··· SELECTED EXTRACT

Salesforce researchers have developed CoAct-1, a new computer-use AI agent that combines traditional point-and-click navigation with code execution to automate complex tasks. The hybrid system achieved a 60.76% success rate on the OSWorld benchmark while requiring significantly fewer steps than purely GUI-based agents, potentially solving the brittleness issues that plague current automation tools.
How it works: CoAct-1 operates as a three-agent team that strategically chooses between coding and clicking based on the task at hand.
- The Orchestrator acts as project manager, analyzing user goals and delegating subtasks to either the Programmer or GUI Operator based on which approach would be most effective.
- The Programmer writes and executes Python or Bash scripts for backend operations like file management and data processing.
- The GUI Operator handles visual interface tasks that require mouse clicks and navigation through traditional point-and-click methods.
- After each subtask completion, agents report back to the Orchestrator with summaries and screenshots for the next decision.
Why this matters: Current GUI-based agents often fail on complex, multi-step workflows due to accumulated errors from precise clicking sequences.
- “A single mis-click or misunderstood UI element can derail the entire task,” the researchers noted in their paper.
- Tasks requiring more actions are statistically more likely to fail, making step reduction crucial for reliability.
- CoAct-1 solves tasks in an average of 10.15 steps compared to 15.22 steps for leading GUI-only agents like GTA-1.
The enterprise opportunity: Ran Xu, co-author and Director of Applied AI Research at Salesforce, sees immediate applications in customer support environments.
- “A service support agent uses many different tools — general tools such as Salesforce, industry-specific tools such as EPIC for healthcare, and a lot of customized tools — to investigate a customer request and formulate a response,” Xu explained.
- The technology could automate sales prospecting, bookkeeping, customer segmentation, and campaign asset generation where full API access isn’t available.
- Many enterprise tools lack APIs, making this hybrid approach particularly valuable for real-world automation.
Security and oversight challenges: The system’s ability to execute code raises important safety considerations for enterprise deployment.
- “Access control and sandboxing is the key,” Xu emphasized, noting that humans must “understand the implication and give the AI access for safety.”
- For mission-critical operations, “some may always need human approval,” suggesting a human-in-the-loop approach for high-stakes tasks.
- The path to enterprise robustness involves training agents with feedback in realistic, simulated environments before live deployment.
The competitive advantage: CoAct-1’s efficiency gains were most pronounced in OS-level tasks and multi-application workflows where programmatic control offers clear benefits.
- For example, finding image files across complex folder structures, resizing them, and creating archives can be accomplished with a single robust script rather than brittle GUI sequences.
- While other agents like OpenAI’s CUA 4o required fewer steps on average, their overall success rates were much lower than CoAct-1’s performance.

······

-- ACTIONS TO TAKE --
1/ Translate this sentence from the CoAct-1 article into Spanish: "The Programmer writes and executes Python or Bash scripts for backend operations like file management and data processing."
2/ Copy the CoAct-1 article word for word, starting with "- The technology" and going on through "access isn’t available.".

··· SOURCE MATERIAL

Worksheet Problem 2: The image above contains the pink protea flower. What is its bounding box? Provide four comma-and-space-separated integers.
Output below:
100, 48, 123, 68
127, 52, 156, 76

······

-- RESULTS --
1/ El Programador escribe y ejecuta scripts de Python o Bash para operaciones de backend como la gestión de archivos y el procesamiento de datos.

2/
- The technology could automate sales prospecting, bookkeeping, customer segmentation, and campaign asset generation where full API access isn’t available.